■ **EXCERPTED RECORDS**:
[BEGIN]
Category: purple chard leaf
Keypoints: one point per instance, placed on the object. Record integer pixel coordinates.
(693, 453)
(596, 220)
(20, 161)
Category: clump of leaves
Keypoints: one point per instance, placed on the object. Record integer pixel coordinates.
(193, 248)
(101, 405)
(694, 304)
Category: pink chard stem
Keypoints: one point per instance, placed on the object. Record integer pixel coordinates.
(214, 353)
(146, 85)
[END]
■ **TASK TO CARRY OUT**:
Convert the material into a JSON list of strings with one entry per line, omitting any blank lines.

■ **SOLUTION FOR THIS PROBLEM**:
[
  "Category: purple chard leaf",
  "Keypoints: one point per instance, placed on the object. Record integer pixel coordinates.",
  "(693, 453)",
  "(596, 220)",
  "(20, 161)",
  "Category: clump of leaves",
  "Keypoints: one point per instance, placed on the object. Record integer pixel coordinates.",
  "(193, 248)",
  "(101, 405)",
  "(694, 304)",
  "Category: pink chard stem",
  "Keypoints: one point per instance, placed on the object. Record integer pixel coordinates.",
  "(214, 353)",
  "(146, 85)"
]